PAGE:
[Start]

In their March 25, 2011 issue, they did a compilation of comments from foreign journalists regarding the treatment of Bradley Manning. Mr. Manning is accused, and is being held prisoner, of leaking hundreds of thousands of government documents to the Wikileaks website. As most people now know, many of these documents were breeches of national security, embarrassing revelations of how our foreign policy and apparatus works, or both, depending on your perspective.
According to The Week article, and other U.S. news sources:
- Manning has been held in solitary confinement for the past 10 months.
- His cell is six foot wide by 12 feet long where he is held 23 hours a day.
- The one hour when he is not in his cell, he is taken to an empty room where he can walk around but is not allowed to run.
- A prevention-of-injury order requires that he be strip searched every night.
- When he goes to sleep, he must wear a suicide proof smock.
- However, the military psychologist that is responsible for him has repeatedly stated that Manning should be treated as a regular prisoner and is not a danger to himself.
President Obama campaigned against this kind of behavior, specifically condemning the previous administration for its treatment of prisoners and declaring if elected President, he wold shut down the prison at Guantanamo within a year. His reasoning is that the prison was a stain on America's integrity and respect for justice and was used as a recruiting tool for terrorists around the world.
However, if you examine some of the foreign press reaction to this treatment of Manning, as reported in The Week article, you would think they we are still under the Bush administration:
- Switzerland's Le Temps: "Free speech in America doesn't extend to government officials. State Department spokesperson P.J.Crowley was fired this week for speaking out against the brutal treatment of Bradley Manning...Crowley called this treatment 'riduculous and counterproductive and stupid' - and its hard not to disagree."

[End]

JOBS:
1. From the post on Manning's treatment, extract the passage starting with "- The one hour" and going on through "searched every night.".
2. For each statement, answer yes or no based on the post about Manning's treatment, and quote the words that decide it. (a) Manning is kept in his cell 23 hours a day. (b) During his hour outside the cell, Manning is allowed to run. (c) The military psychologist responsible for Manning considers him a danger to himself.

MATERIAL PROVIDED:
[Start]

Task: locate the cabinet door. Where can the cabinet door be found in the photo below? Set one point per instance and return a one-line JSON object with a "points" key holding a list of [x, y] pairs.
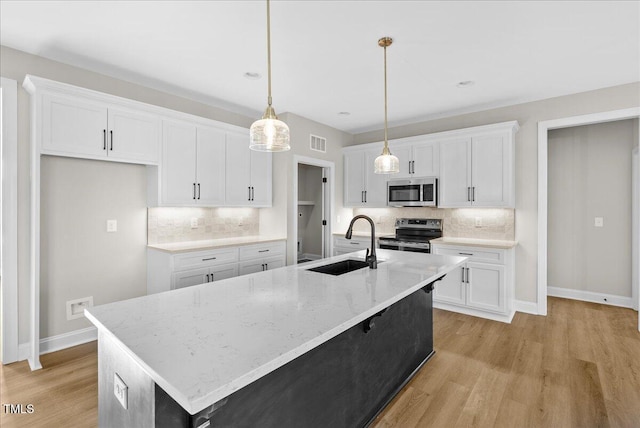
{"points": [[354, 179], [376, 184], [455, 173], [133, 136], [224, 271], [426, 159], [490, 156], [73, 127], [253, 266], [486, 287], [210, 166], [189, 278], [451, 289], [261, 178], [178, 163], [238, 175]]}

[End]

ANSWERS TO THE EXERCISES:
1.
- The one hour when he is not in his cell, he is taken to an empty room where he can walk around but is not allowed to run.
- A prevention-of-injury order requires that he be strip searched every night.

2.
(a) Yes: "where he is held 23 hours a day."
(b) No: "he can walk around but is not allowed to run."
(c) No: "is not a danger to himself."